● **Your tasks**:
- a) Answer these questions from the neuropathy article, one per line:
(i) What other name is neuropathy commonly called?
(ii) Where is numbness especially felt, according to the symptom list?
(iii) What does the article recommend taking to rate your own symptoms?
- b) Please reproduce part of the neuropathy article word for word. Begin at the words "Common Neuropathy Symptoms" and stop after "might have progressed.".
- c) Take the neuropathy article further, writing on from its last line.
(Beginning of Source document)
What is Neuropathy, and How Do I Recognize Neuropathy Symptoms?
What does neuropathy mean?
Neuropathy on its own is a broad term that points to nerve damage somewhere in the body, almost always in the extremities, which is why it’s also commonly called Peripheral Neuropathy. When these peripheral nerves are damaged, it can inhibit the process of your nerves sending signals back and forth between the spinal cord and the rest of the body.
How Do I Know If I have Neuropathy?
Learn How to Identify the Symptoms of Neuropathy
As with many medical conditions, symptoms can be hard to pinpoint on their own. That’s why it’s important to consider the big picture – if you have more than one or two of the common symptoms, it’s time to reach out to an expert, before your symptoms become worse!
Common Neuropathy Symptoms Include:
- Numbness – especially in the hands and feet
- Painful Tingling Sensations
- Trouble sleeping or getting comfortable at night
- Shooting pain down legs or arms
- Extreme sensitivity to touch
- Constant muscle weakness or aching
- Blood Pressure Issues
- Regular loss of balance or coordination issues
- Trouble regulating temperature in hands or feet
- Sharp, burning, or throbbing pain in specific areas of the body
This list is by no means exhaustive, but if any of them sound familiar, we recommend taking our Neuropathy Quiz to rate your own symptoms and gauge whether or not you might have neuropathy – and how far it might have progressed.
What Caused My Neuropathy?
(End of Source document)
(Beginning of Supplied records)
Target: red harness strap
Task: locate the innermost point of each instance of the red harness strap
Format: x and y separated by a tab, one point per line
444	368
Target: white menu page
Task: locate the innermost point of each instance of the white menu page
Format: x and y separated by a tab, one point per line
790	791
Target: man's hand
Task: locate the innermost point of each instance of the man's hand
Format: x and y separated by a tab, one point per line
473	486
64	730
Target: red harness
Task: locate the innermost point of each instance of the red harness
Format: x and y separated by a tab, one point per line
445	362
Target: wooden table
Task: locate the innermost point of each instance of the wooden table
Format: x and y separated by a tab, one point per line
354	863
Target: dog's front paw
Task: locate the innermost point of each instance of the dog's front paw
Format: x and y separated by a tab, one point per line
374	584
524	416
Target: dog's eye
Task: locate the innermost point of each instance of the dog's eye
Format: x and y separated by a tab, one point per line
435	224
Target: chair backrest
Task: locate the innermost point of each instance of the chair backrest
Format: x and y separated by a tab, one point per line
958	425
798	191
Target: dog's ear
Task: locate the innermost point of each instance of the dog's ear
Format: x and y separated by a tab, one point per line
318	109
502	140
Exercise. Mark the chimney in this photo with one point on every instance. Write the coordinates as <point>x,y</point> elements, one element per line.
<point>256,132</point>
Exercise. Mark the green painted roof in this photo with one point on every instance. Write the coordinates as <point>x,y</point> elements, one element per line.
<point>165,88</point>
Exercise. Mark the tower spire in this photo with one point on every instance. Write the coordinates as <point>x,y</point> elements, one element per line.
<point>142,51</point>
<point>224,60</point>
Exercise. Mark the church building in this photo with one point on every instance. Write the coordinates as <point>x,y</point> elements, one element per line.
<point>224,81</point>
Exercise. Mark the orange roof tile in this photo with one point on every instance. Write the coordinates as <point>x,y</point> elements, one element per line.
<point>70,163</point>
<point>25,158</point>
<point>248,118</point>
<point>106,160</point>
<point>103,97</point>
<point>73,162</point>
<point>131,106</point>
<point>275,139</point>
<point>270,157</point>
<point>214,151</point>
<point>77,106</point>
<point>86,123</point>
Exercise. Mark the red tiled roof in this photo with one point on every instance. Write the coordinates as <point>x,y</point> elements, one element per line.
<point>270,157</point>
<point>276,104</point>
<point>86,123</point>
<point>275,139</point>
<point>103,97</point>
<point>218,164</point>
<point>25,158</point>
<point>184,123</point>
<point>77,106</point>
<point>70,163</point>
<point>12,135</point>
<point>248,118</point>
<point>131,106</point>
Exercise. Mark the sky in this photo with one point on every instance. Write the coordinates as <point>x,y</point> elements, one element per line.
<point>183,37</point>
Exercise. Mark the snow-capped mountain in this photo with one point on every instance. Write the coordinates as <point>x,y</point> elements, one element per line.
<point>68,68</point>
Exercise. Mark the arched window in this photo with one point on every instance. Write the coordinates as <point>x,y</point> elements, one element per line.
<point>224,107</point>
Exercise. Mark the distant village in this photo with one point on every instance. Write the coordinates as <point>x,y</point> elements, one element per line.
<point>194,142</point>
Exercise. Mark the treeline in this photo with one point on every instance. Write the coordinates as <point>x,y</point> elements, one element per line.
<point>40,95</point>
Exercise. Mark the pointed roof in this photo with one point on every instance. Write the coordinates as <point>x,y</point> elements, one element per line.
(End of Supplied records)
(Beginning of Supplied records)
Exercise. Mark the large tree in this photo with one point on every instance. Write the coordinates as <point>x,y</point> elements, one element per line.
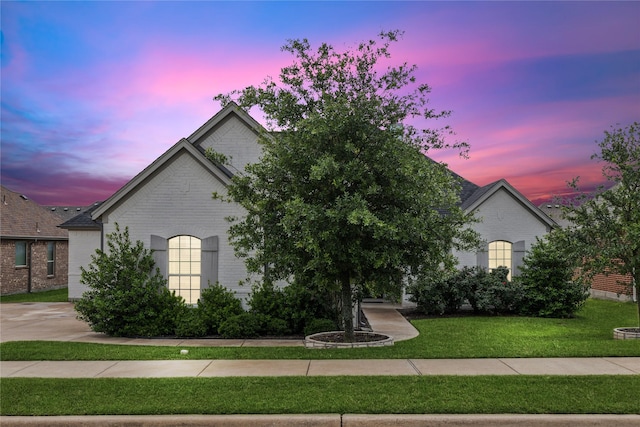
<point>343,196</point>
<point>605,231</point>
(End of Supplied records)
● **Activity answers**:
- a)
(i) Peripheral Neuropathy
(ii) In the hands and feet
(iii) The Neuropathy Quiz

- b)
Common Neuropathy Symptoms Include:
- Numbness – especially in the hands and feet
- Painful Tingling Sensations
- Trouble sleeping or getting comfortable at night
- Shooting pain down legs or arms
- Extreme sensitivity to touch
- Constant muscle weakness or aching
- Blood Pressure Issues
- Regular loss of balance or coordination issues
- Trouble regulating temperature in hands or feet
- Sharp, burning, or throbbing pain in specific areas of the body
This list is by no means exhaustive, but if any of them sound familiar, we recommend taking our Neuropathy Quiz to rate your own symptoms and gauge whether or not you might have neuropathy – and how far it might have progressed.

- c)
Neuropathy can stem from many different disorders or underlying health symptoms. If you start to experience symptoms of neuropathy, consider what other health problems might be contributing.
Some of the more common Causes of Neuropathy include:
- Post-Surgical Side-Effects
- Toxin Exposure
- Bodily Trauma
- Medication induced
- Autoimmune disorders
- Kidney disorders
What are the four main types of Neuropathy?
- Peripheral Neuropathy – the most common type you’re likely to hear about, leading to nerve pain and numbness in the extremities.
- Autonomic Neuropathy – in a way, this is the opposite of peripheral neuropathy, since it’s defined by internal nerve damage that inhibits systemic processes. Automatic processes (like digestion, for example) are affected by malfunctioning nerves.
- Proximal Neuropathy – this is the type of neuropathy most commonly seen in people with type 2 diabetes.
- Focal Neuropathy – Also known as Mononeuropathy, this type of neuropathy is focused on specific, individual nerve(s).